**Aim of the exercise**
In the text on Ralph Ellison's influences, which work by Chester Himes does Percival Everett say Ellison fails to credit?

**Text section**
:::

Percival Everett: Well, you know, the position that black writers were put in is always suspect. Anytime a novelist would, would come out with a work that was, was in any way well received, the blurb on the back of the book would say, one of the greatest African-American novels, or as, as they said about Invisible Man, the first person to review it for the New York Times. This was, is the best novel I’ve ever read by an African-American, and of course the, the implication is, is that, Well, yes, but not as good as anything written by a white American.
It’s that marginalization, that ghettoization of African American letters.
One of the reasons I like the novel is– well, one, I love reading the novel, the writing is, is really engaging. But there’s a pathos in the novel and you, and you get to it when Ellison talks about it that’s fascinating, and that’s his, his desire to not credit his African American influences. It’s very strange and that plays out in the novel. And as far as life and art one imitating the other, I don’t know which way it goes, he is very quick to adopt T.S. Elliot’s Wasteland and Ernest Hemingway as influences, yet he doesn’t look back to, Jean Toomer, who is obviously an influence on the way he approaches these descriptive action scenes if one reads the story “Box Seat.” And he doesn’t credit someone who is quite obviously a huge influence on the novel, and that’s Chester Himes and “If He Hollers, Let Him Go.”

:::

**Given information**
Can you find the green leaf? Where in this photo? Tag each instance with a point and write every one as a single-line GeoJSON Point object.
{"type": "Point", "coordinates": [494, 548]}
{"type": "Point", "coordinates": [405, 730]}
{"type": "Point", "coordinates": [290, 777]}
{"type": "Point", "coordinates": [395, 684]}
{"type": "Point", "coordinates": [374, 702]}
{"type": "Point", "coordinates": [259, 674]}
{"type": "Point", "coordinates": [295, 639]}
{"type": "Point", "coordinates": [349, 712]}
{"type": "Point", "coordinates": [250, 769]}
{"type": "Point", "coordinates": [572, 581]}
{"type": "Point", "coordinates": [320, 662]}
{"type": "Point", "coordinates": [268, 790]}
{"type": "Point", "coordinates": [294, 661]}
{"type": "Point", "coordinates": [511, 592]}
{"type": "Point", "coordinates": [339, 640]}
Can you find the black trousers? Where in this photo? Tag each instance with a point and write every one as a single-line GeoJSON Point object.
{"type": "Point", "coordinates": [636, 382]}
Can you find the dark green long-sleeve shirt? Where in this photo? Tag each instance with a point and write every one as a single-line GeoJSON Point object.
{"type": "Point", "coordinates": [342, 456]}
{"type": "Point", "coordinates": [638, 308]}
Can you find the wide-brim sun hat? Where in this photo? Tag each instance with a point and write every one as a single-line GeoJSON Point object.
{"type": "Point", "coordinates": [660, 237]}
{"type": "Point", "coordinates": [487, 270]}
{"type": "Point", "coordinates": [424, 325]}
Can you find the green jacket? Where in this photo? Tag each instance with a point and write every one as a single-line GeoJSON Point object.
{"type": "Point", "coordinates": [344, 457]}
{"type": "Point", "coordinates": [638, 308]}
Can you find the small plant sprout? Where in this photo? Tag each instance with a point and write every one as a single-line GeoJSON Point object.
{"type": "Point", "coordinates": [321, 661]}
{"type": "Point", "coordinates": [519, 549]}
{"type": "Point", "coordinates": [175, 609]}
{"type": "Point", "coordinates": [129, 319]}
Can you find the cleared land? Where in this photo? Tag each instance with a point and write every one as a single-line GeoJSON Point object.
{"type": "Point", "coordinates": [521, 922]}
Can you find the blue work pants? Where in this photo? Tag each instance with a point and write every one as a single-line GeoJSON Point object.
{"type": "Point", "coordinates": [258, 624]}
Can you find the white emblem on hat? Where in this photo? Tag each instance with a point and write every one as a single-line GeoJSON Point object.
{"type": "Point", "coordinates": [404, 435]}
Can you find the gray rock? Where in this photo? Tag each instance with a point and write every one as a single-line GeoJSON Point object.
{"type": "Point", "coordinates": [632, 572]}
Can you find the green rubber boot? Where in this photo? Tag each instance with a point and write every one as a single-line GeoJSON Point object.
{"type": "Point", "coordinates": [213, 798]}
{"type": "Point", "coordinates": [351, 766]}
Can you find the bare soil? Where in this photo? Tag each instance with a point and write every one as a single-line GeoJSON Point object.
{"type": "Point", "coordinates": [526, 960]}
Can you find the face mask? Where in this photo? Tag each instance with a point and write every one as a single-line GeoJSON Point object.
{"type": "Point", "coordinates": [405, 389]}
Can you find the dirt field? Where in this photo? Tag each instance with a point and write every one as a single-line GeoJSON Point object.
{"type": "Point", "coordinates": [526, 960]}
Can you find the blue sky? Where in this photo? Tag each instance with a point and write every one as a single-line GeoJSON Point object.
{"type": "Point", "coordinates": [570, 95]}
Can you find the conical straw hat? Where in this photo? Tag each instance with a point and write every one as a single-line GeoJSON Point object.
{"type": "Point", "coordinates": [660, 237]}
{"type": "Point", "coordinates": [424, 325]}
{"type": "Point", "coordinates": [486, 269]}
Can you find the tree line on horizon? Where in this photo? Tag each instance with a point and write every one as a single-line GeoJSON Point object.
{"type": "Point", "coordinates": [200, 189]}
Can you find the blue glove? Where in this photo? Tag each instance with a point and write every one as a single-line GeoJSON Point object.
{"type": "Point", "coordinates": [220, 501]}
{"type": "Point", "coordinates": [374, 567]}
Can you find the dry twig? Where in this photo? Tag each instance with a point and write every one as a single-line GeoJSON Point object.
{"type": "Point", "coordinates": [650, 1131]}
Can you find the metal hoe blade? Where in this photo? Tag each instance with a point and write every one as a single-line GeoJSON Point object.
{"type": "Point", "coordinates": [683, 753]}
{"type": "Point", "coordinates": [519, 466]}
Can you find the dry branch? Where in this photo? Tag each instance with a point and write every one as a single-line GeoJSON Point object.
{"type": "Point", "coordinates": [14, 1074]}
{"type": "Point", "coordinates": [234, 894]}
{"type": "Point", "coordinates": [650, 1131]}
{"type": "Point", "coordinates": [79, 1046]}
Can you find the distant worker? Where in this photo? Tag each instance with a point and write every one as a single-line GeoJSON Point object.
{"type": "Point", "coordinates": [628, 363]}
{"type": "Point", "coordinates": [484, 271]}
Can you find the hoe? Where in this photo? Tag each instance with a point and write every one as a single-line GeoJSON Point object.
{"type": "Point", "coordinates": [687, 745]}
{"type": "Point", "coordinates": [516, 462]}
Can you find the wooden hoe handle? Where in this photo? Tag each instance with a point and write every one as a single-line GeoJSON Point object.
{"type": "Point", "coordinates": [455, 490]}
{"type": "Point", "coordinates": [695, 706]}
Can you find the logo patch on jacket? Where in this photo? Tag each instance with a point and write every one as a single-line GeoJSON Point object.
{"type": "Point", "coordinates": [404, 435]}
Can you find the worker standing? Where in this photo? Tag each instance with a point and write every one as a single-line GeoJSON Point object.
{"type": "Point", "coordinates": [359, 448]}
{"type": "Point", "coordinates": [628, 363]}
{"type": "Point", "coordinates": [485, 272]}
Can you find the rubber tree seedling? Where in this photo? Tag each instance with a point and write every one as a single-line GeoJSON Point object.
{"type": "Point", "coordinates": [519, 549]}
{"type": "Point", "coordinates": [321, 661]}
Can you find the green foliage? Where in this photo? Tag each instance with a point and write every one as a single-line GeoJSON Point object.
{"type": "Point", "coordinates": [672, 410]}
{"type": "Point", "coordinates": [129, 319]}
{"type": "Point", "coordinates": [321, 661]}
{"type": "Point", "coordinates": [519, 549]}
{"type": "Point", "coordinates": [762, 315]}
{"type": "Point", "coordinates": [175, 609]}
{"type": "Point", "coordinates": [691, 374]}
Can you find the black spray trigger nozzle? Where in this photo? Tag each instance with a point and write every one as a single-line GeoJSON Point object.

:::

**Response**
"If He Hollers, Let Him Go."